• ЗАДАЧА:
Перепишите все строки ниже без единого изменения, сохранив их порядок.

• ИСХОДНЫЕ ДАННЫЕ:
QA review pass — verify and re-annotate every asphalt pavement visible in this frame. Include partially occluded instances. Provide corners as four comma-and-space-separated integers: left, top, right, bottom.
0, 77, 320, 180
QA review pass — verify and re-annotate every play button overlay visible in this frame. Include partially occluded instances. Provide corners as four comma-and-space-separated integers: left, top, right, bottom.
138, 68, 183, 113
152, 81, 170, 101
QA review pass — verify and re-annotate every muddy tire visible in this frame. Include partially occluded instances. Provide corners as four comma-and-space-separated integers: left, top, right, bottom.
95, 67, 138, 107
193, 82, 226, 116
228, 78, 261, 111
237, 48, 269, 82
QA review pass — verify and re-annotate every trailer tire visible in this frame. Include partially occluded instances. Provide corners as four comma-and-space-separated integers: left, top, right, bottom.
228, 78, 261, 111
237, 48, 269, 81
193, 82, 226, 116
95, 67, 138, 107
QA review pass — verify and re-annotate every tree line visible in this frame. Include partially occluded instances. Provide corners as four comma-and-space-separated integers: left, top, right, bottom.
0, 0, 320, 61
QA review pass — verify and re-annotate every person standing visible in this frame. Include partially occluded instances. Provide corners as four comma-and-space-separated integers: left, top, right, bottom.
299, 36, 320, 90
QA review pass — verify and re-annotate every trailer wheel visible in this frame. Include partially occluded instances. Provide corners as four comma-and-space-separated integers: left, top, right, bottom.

• РЕШЕНИЕ ЗАДАЧИ:
QA review pass — verify and re-annotate every asphalt pavement visible in this frame. Include partially occluded instances. Provide corners as four comma-and-space-separated integers: left, top, right, bottom.
0, 77, 320, 180
QA review pass — verify and re-annotate every play button overlay visible in this frame. Include partially occluded instances. Provide corners as four comma-and-space-separated integers: left, top, right, bottom.
138, 68, 183, 113
152, 81, 170, 101
QA review pass — verify and re-annotate every muddy tire visible in this frame. Include partially occluded instances. Provide corners as four comma-and-space-separated integers: left, top, right, bottom.
95, 67, 138, 107
193, 82, 226, 116
228, 78, 261, 111
237, 48, 269, 82
QA review pass — verify and re-annotate every trailer tire visible in this frame. Include partially occluded instances. Provide corners as four comma-and-space-separated integers: left, top, right, bottom.
228, 78, 261, 111
237, 48, 269, 81
193, 82, 226, 116
95, 67, 138, 107
QA review pass — verify and re-annotate every tree line visible in this frame. Include partially occluded instances. Provide corners as four comma-and-space-separated integers: left, top, right, bottom.
0, 0, 320, 61
QA review pass — verify and re-annotate every person standing visible in this frame. Include partially occluded instances. Provide corners as four comma-and-space-separated integers: left, top, right, bottom.
299, 36, 320, 90
QA review pass — verify and re-annotate every trailer wheel visible in this frame. Include partially occluded instances. Provide corners as four comma-and-space-separated integers: left, top, right, bottom.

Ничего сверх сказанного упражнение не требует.